ASPEN - cluster processing of heterogeneous dynamic data
Managing Heterogeneity in Highly Distributed Stream, Cloud, and Sensor Systems

With the advent of low-cost wireless sensing devices, it is predicted that the world will quickly move to one in which many environments are instrumented for reasons of security, scientific monitoring, environmental control, entertainment, etc. There are many fundamental questions about how to develop applications in this emerging sensor network world. Perhaps the most important are how to support rich, complex applications that may have confidentiality requirements, heterogeneous types of sensors, different connectivity levels, and timing constraints. The Aspen (Abstract Sensor Programming Environment) project focuses on the challenges in developing a programming environment and runtime system for this style of environment.

We are investigating a number of complementary topics and ideas:

  • Complex analysis in a cluster/cloud setting: Many sensor and stream data items need complex analysis. Building upon ideas from MapReduce and from our ORCHESTRA distributed query engine, we are developing new techniques for supporting cluster computation with incremental updates over recursive operations (e.g., PageRank, optimization).
  • Distributed coordination and control: Many complex computations need to be continuously rebalanced, redistributed, and replanned based on monitored activity — this is a form of adaptive processing. We are developing new declarative techniques to address these problems.
  • New programming model:¬†We are building upon a declarative style of programming to develop a new language, group-based programming, for complex sensor applications. The goal is to combine compositional, database-style declarative computation with constraints on timing, security, distribution, and actuation in a seamless way. This work is funded by NSF CNS-0721541.
  • Security and privacy: We have studied how sensor network application security is affected by node-level compromise. We are developing further language constructs for specifying encryption levels and other properties for data along certain channels.
  • Runtime monitoring and checking: We seek to develop techniques for monitoring performance and triggering events in response to constraint violations. This work is funded by NSF CNS-0721541.
  • Home health care and hospital applications: We hope to develop a number of applications useful in home hospice and hospital care, which monitor patients and also connect patients with the care they need. This work is funded by NSF CNS-0721541.
  • Declarative information integration and query optimization: The core programming model is based on database query languages. We are developing techniques for supporting schema mappings over streams, distributed in-network join computation, and recursive queries for regions. Importantly, we are developing techniques for performing distributed, decentralized optimization of such computations. This work is funded by NSF IIS-0713267.
  • Stream algorithms: In a distributed setting, many nodes have limited resources and must use approximate algorithms to make decisions and capture synopses of system activity. This work is funded by NSF IIS-0713267.
  • Interfacing to Java code: Many real control systems require Java, C, or other procedural code for sophisticated sensor data processing or decision-making. This work is funded by Lockheed Martin.
  • Declarative monitoring and re-optimization: We seek to build a declarative infrastructure for monitoring distributed query execution status, plus adaptive re-optimization, using declarative techniques. This work is funded by Lockheed Martin.

Stored data entries
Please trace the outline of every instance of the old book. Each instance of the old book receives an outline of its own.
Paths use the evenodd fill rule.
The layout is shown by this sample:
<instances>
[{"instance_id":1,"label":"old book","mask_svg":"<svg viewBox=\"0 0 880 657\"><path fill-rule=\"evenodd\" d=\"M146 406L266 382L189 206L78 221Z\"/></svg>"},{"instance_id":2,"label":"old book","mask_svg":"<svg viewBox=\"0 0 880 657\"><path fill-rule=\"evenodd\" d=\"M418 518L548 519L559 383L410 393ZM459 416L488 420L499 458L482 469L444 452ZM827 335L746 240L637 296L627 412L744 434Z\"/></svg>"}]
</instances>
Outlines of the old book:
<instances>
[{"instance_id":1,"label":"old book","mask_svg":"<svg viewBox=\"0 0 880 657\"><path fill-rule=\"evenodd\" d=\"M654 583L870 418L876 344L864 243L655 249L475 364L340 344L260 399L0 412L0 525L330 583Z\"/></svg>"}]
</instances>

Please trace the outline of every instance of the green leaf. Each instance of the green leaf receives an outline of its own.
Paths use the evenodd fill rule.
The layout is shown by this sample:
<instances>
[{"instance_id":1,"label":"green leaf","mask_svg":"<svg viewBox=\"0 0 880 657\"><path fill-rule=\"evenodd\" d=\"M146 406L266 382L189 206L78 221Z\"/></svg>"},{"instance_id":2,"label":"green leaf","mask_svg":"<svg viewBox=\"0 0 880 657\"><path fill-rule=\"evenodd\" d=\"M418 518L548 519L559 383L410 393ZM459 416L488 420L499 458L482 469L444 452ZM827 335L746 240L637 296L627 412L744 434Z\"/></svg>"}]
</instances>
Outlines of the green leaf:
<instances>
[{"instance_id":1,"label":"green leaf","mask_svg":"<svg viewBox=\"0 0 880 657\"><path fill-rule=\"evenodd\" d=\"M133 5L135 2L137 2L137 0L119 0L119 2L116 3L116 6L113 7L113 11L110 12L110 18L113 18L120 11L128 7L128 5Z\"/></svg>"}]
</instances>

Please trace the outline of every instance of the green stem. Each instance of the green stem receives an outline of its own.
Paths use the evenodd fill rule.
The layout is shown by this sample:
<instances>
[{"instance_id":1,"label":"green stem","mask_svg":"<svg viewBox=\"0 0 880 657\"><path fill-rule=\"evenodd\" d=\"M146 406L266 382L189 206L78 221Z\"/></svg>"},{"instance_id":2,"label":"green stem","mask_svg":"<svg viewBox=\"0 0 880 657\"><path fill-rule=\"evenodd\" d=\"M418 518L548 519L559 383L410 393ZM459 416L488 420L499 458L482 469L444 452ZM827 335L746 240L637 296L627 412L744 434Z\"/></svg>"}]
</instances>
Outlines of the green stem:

> **Work task 1**
According to the Aspen project page, why must many nodes in a distributed setting rely on approximate algorithms? Answer in one to three sentences.
> **Work task 2**
Answer these questions from the Aspen project page:
(a) What does the name Aspen stand for?
(b) Besides MapReduce, which distributed query engine does the cluster and cloud analysis work build on?
(c) Which organization funds the work on interfacing to Java code?
> **Work task 3**
Duplicate the stretch of the Aspen project page from "ASPEN - cluster" through "style of environment.".

> **Exercise response 1**
Many nodes in a distributed setting have limited resources. Because of this, they must use approximate algorithms to make decisions and to capture synopses of system activity.

> **Exercise response 2**
(a) Abstract Sensor Programming Environment.
(b) ORCHESTRA.
(c) Lockheed Martin.

> **Exercise response 3**
ASPEN - cluster processing of heterogeneous dynamic data
Managing Heterogeneity in Highly Distributed Stream, Cloud, and Sensor Systems

With the advent of low-cost wireless sensing devices, it is predicted that the world will quickly move to one in which many environments are instrumented for reasons of security, scientific monitoring, environmental control, entertainment, etc. There are many fundamental questions about how to develop applications in this emerging sensor network world. Perhaps the most important are how to support rich, complex applications that may have confidentiality requirements, heterogeneous types of sensors, different connectivity levels, and timing constraints. The Aspen (Abstract Sensor Programming Environment) project focuses on the challenges in developing a programming environment and runtime system for this style of environment.